*THE TASKS*.
1. Summarize the forum thread below on the recurrence system in two sentences.
2. According to the forum thread below on the recurrence system, what equation do both f and g satisfy?
3. List every recurrence in the forum thread below that is written for f(n), g(n), or h(n) alone, leaving out the ones for p(n) and x(n).

Thank you adamant, Can you tell me what could be the possible values for 2nd matrix ?
What do you mean?
There's one nice trick. Notice 2nd & 3rd equations. Let p(n)=g(n)-h(n):
g(n)=f(n-2)+h(n-1), h(n)=f(n-2)+g(n-1)
Let's subtract: g(n)-h(n)=h(n-1)-g(n-1) => p(n)=-p(n-1) But g(0)=h(0) => p(0)=0. So, p(n)=0 for every n. It wields that g(n)=h(n). So, original system can be rewritten as following:
f(n)=f(n-3)+2g(n-2), g(n)=f(n-2)+g(n-1)
From here it can be easily shown that both of them satisfy the same equation: x(n)=x(n-1)+x(n-3)+x(n-4). Only initial conditions differ. If x=f, then x(0)=x(1)=x(2)=1. If x=g=h, then x(k)=k for k=0,1,2. So, you need only one matrix of order 4 to solve it. By the way, for x=f it's known sequence: OEIS.
Of course, it makes no sense because there is a simple solution as adamant shows =) But I think it's sometimes interesting to understand what's going on behind the scene.
Well, if this problem were on SPOJ it could be that your solution passes and mine not because of TL :)

*SUPPLIED MATERIAL*.

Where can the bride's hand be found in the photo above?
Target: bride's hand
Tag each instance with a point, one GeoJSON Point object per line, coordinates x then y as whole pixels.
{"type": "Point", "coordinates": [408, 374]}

*SOLUTIONS*.
1. Setting p(n)=g(n)-h(n) gives p(n)=-p(n-1) with p(0)=0, so g(n)=h(n) and the system reduces to f(n)=f(n-3)+2g(n-2) and g(n)=f(n-2)+g(n-1). Both f and g then satisfy x(n)=x(n-1)+x(n-3)+x(n-4) with different initial conditions, so a single matrix of order 4 solves it, though the poster grants that adamant's simpler solution exists.

2. x(n)=x(n-1)+x(n-3)+x(n-4)

3.
- g(n)=f(n-2)+h(n-1)
- h(n)=f(n-2)+g(n-1)
- f(n)=f(n-3)+2g(n-2)
- g(n)=f(n-2)+g(n-1)